● **本文抜粋**:
========================

通称ゴルフ肘とは、正式には「上腕内側上顆炎」と言います。自己流のフォームで練習しすぎたり、合わない重さのクラブを使うことで肘を痛めるとゴルフ肘になりやすくなります。安静にしているときはほとんど痛みはありませんが、特定の動きをすると、肘の内側がズキズキ痛んだり、内側上顆部を少し押しただけで、しびれたりします。
指や手首を動かす時、筋肉が収縮して上腕骨内側上顆部が引っ張られます。この動作を長時間行った場合、上腕骨内側上顆部に負担がかかり、炎症が起こるのです。そこで今日は、ゴルフ肘を解消!家やオフィスで出来る7つのセルフケアをお伝えします。
ゴルフ肘を解消!
家やオフィスで出来る7つのセルフケア
オフィスで出来るセルフケア(右ひじの関節)

========================

● **データ一覧**:

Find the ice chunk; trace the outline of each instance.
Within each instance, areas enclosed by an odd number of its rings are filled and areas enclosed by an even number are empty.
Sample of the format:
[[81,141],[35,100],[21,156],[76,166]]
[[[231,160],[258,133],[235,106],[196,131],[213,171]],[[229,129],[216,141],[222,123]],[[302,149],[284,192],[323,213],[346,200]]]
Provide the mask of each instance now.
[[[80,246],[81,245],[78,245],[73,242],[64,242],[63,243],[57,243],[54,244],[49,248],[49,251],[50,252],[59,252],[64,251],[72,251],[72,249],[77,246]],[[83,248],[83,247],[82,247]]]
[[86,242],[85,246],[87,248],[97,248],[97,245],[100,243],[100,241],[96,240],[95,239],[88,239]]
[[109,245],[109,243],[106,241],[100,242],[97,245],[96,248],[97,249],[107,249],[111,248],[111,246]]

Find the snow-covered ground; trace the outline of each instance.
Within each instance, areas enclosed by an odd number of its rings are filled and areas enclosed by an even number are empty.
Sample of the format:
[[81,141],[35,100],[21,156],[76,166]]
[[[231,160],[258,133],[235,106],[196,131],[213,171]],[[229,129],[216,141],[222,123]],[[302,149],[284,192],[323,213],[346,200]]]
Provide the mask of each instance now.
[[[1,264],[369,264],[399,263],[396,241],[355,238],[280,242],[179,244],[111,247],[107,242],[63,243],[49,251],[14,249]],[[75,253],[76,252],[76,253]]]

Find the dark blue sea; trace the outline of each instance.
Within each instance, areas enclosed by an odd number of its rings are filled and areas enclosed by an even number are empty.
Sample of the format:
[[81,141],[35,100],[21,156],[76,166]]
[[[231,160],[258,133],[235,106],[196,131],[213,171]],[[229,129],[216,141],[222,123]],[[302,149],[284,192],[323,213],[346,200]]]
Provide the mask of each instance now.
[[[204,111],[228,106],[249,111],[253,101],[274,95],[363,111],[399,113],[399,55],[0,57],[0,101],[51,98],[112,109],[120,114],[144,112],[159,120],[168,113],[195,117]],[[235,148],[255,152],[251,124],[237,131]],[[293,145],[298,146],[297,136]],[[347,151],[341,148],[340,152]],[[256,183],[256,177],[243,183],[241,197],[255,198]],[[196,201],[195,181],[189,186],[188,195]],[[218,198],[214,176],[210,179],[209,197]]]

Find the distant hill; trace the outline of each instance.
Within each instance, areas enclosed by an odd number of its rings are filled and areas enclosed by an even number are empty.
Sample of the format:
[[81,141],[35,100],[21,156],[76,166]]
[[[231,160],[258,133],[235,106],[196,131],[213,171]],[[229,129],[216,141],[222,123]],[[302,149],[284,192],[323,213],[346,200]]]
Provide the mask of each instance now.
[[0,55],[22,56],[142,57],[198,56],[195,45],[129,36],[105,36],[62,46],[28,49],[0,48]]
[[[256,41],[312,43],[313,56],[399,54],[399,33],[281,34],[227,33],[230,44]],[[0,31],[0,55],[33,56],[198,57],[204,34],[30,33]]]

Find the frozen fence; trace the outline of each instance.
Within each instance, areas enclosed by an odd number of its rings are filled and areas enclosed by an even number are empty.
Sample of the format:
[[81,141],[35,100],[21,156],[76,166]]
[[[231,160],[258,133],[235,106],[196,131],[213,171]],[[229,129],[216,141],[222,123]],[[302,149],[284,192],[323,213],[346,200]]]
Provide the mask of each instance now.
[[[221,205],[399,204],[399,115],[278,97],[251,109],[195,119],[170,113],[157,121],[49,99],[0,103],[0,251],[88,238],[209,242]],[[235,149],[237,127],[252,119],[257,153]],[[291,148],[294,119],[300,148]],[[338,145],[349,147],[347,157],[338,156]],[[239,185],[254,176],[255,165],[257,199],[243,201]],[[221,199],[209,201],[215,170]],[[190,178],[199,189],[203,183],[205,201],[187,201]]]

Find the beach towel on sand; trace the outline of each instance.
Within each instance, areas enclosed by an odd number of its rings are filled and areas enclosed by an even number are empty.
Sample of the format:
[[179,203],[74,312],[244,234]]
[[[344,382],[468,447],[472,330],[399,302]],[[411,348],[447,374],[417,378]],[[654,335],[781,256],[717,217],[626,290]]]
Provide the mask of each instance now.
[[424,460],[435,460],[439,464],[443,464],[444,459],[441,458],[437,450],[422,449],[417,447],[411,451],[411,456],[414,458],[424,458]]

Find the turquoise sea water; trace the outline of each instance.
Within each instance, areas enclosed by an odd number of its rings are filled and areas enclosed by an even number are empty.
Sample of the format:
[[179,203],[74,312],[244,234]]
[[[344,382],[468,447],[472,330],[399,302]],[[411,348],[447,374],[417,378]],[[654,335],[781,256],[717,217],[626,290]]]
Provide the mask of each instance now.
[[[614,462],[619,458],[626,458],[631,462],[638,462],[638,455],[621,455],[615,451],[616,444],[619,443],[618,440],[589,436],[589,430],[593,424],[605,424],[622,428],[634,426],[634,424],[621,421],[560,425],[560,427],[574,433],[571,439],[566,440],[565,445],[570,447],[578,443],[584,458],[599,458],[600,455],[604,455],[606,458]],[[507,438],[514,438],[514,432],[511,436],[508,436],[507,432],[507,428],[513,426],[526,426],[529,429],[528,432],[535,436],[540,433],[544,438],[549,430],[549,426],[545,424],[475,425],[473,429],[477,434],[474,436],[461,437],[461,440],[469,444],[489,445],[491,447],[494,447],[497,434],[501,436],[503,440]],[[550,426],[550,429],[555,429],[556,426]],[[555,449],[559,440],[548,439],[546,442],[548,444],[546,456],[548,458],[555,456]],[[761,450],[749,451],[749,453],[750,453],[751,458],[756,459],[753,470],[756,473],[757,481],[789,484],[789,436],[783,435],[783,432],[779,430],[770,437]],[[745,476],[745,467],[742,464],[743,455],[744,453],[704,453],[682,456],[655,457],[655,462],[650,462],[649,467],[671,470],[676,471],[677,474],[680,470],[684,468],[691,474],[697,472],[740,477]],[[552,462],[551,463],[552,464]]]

========================

● **課題一覧**:
1: ゴルフ肘に関する本文によると、ゴルフ肘の正式な名称は何ですか。
2: ゴルフ肘に関する本文に基づき、上腕骨内側上顆部に炎症が起こる仕組みを説明してください。
3: ゴルフ肘に関する本文の最後の行に続く部分を書いてください。
データは本文とは別の出典から取ったものです。

● **項目別解答**:
1: 上腕内側上顆炎です。

2: 指や手首を動かすと筋肉が収縮し、上腕骨内側上顆部が引っ張られます。この動作を長時間続けると上腕骨内側上顆部に負担がかかり、炎症が起こります。

3:
①右肘をゆっくりと曲げ、手の平を自分に向けます。
②その状態で左手で肘関節を包むように当てがい、尺骨の肘頭を上腕骨に向けて押し付け圧迫ます。
③ 次に左手で尺骨を上腕骨にむけてしっかり圧を加えながら、ゆっくり肘を伸ばします。
④力をかけると痛い場合は無理しないで軽くマッサージして下さい。
この操作を5〜6回繰り返して下さい。
オフィスで出来るセルフケア(右腕全体)
①掌を上にして肘を伸ばします。
②前腕の外側を肘に向かってなぞると、肘の付近に窪みがあります。その窪みを確認したら人差し指で外側から内側へ向かって押し付けます。腕橈関節に緩みが生じている場合は下から上に向かって押し付けます。
③橈骨を尺骨方向に押し付けながら、肘をゆっくり曲げ、手をゆっくり回します。
④曲げ切ったら今度は肘を最後まで伸ばしながら、手をゆっくり回しましょう。
この動作を作業やスポーツ前と後に5〜10回繰り返して下さい。
自宅で出来るセルフケア(基本テーピング)
①痛みがある場所を確認し、テープの長さを調整します。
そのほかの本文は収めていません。